## Record set
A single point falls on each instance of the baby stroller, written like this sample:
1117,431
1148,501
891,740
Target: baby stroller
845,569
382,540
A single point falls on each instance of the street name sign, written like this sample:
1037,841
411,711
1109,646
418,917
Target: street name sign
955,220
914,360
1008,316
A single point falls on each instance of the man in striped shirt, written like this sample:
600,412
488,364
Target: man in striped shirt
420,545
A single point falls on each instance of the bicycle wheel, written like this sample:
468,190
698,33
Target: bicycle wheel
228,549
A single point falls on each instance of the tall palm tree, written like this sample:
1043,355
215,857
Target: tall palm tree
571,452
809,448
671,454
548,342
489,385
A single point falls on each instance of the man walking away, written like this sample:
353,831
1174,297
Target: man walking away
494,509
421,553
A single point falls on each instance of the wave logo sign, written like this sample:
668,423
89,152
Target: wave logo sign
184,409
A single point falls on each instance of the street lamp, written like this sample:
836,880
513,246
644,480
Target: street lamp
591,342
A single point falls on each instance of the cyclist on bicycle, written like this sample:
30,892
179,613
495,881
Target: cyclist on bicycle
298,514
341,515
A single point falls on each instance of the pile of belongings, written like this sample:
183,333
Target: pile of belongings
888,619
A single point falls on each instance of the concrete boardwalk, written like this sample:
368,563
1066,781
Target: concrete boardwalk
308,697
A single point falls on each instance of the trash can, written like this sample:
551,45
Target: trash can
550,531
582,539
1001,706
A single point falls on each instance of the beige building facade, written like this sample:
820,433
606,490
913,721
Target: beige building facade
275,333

## Given exercise
Turn every line of the records above into a numbered list, leaving out any blank lines.

## Correct result
1. A single point falls on each instance of the baby stroller, written like this sample:
2. 1117,431
3. 1148,501
4. 891,740
5. Target: baby stroller
6. 845,569
7. 382,540
8. A single point falls on each instance of the street name sign, written like this sample:
9. 1037,841
10. 411,711
11. 1109,646
12. 418,917
13. Target: street name sign
14. 955,220
15. 914,360
16. 1008,316
17. A single point falls on each instance of the man in striped shirt, written like this sample:
18. 600,412
19. 488,364
20. Target: man in striped shirt
21. 420,545
22. A single point falls on each instance of the bicycle wheel, written like this sample:
23. 468,190
24. 698,33
25. Target: bicycle wheel
26. 228,549
27. A single point falls on each instance of the tall palm tree, written like this sample:
28. 1043,355
29. 215,857
30. Target: tall palm tree
31. 571,452
32. 809,448
33. 671,454
34. 548,342
35. 489,385
36. A single point falls on each instance of the man walking away, written like this sample:
37. 353,831
38. 1174,297
39. Target: man walking away
40. 494,509
41. 421,553
42. A single point falls on each instance of the wave logo sign, written like this sample:
43. 668,423
44. 89,152
45. Target: wave logo sign
46. 184,409
47. A single point falls on each instance of the street lamp, written like this sample:
48. 836,880
49. 513,246
50. 644,480
51. Target: street lamp
52. 591,342
53. A single point falls on each instance of the cyclist on bicycle, written like this sample:
54. 30,892
55. 179,613
56. 495,881
57. Target: cyclist on bicycle
58. 298,514
59. 341,515
60. A single point falls on each instance of the pile of belongings, written like this sample:
61. 183,333
62. Target: pile of belongings
63. 888,619
64. A single point falls on each instance of the concrete boardwalk, written like this sample:
65. 368,563
66. 1066,781
67. Target: concrete boardwalk
68. 308,697
69. A single point falls on each instance of the trash can, written like this sample:
70. 551,45
71. Target: trash can
72. 550,531
73. 582,539
74. 1001,706
75. A single point falls on each instance of the beige building facade, written like this sample:
76. 820,433
77. 606,490
78. 913,721
79. Target: beige building facade
80. 275,333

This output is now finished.